**Selected excerpt:**
----

Pecola (, ) is a CGI-animated children's television series which stars cube-shaped anthropomorphic animals in a place called Cube Town. It is based on a series of children's picture books by Naomi Iwata. It was first aired on Teletoon in Canada from September 3, 2001 with the final episode aired on September 18, 2002.  In Japan, the show aired on TV Tokyo.

Premise
The show that focuses on Pecola, a curious and hyperactive penguin who tries to help the people of Cube Town but often wreaks havoc instead.  Pecola is an orphaned penguin who lives with Pecolius, his grandfather. Cube Town is a small, isolated coastal village which contains an art museum, a beach, a lighthouse and a canal. It is located adjacent to Crescent Bay surrounded by the Rookery Mountains coastal range and serviced by regular ships (including a weekly freighter) which deliver mail, food and other supplies, as well as occasional tourists from a nearby metropolis named Cubic City. The heights above it lead into Glacier Valley which is snowbound even during summer.

Voice cast

English-language cast
 Austin Di Iulio as Pecola and Robo Pecola
 Stephanie Beard as Coco
 Richard Binsley as Jabbatt
 Donald Burda as Gazelle
 Keith Hampshire as Mayor Papazoni
 Len Carlson as Officer Kumada
 Michael Cera as Robbie Rabbit
 William Colgate as Dr. Hornbender
 Neil Crone as Dr. Chu
 Jill Frappier as Aunty Yorkshire
 Jake Goldsbie as Rudy
 George Buza as Postman Rory
 Tracey Hoyt as Hilary
 Howard Jerome as Mr Bernard
 Keith Knight as Al A. Gator
 Julie Lemieux as Miss Lucky
 Sharron Matthews as Steamer
 Marla Lukofsky as Mrs Bernard
 Miriam McDonald as Chewy
 Sunday Muse as Cori
 Scott McCord as Bashatt
 Peter Oldring as Bongo
 Stephen Ouimette as Mr. Saruyama
 Avery Saltzman as Mr Puggalski
 Adrian Truss as Mr. Lonely
 Chris Wiggins as Pecolius

Japanese-language cast
 Mayumi Asano as Pecola
 Naoko Takano as Coco
 Umeji Sasaki as Pecolius
 Paku Romi as Rabi-san
 Mayumi Asano as Rob Pecola
 Mitsuaki Hoshino as Gao-san
 Ryusei Nakao as Saru-yama
 Kenyu Horiuchi as Gazelle
 Yu Shimaka as Mayor Papazōni
 Chika Sakamoto as Tsunekichi
 Miyu Matsuki as Cori
 Takeshi Kusao as Jabatto-san
 Dai Matsumoto as Banaado-san

Characters
Pecola — A penguin who brings excitement to the otherwise dull and boring town. Unlike his fellow penguins, Pecola cannot swim. His catchphrases include "Flapping flippers!" and "Let's get hopping!" Pecola has a special love of pudding and a reputation for pulling pranks. Despite his antics, Pecola is very friendly and caring.

----

**Supplied data:**
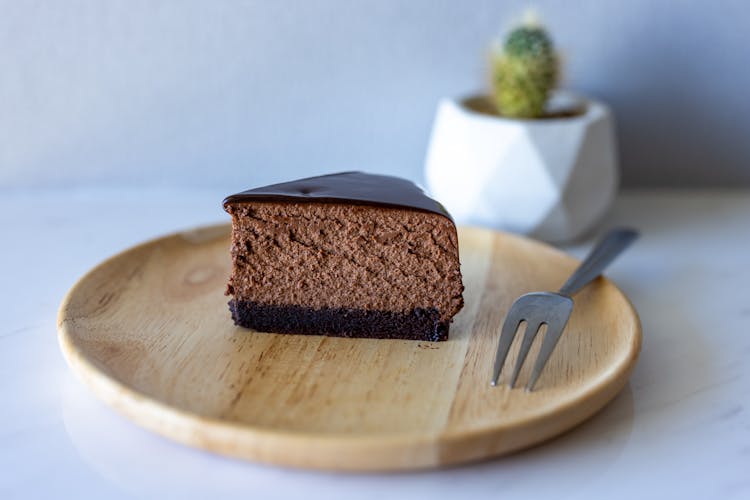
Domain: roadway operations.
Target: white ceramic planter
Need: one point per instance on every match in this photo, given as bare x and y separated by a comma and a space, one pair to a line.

----

**Directive:**
Extract everything in the Pecola text from "Pecola (, )" down to "on TV Tokyo.", copying it word for word. Rely only on the text about the Pecola series.

**Task response:**
Pecola (, ) is a CGI-animated children's television series which stars cube-shaped anthropomorphic animals in a place called Cube Town. It is based on a series of children's picture books by Naomi Iwata. It was first aired on Teletoon in Canada from September 3, 2001 with the final episode aired on September 18, 2002.  In Japan, the show aired on TV Tokyo.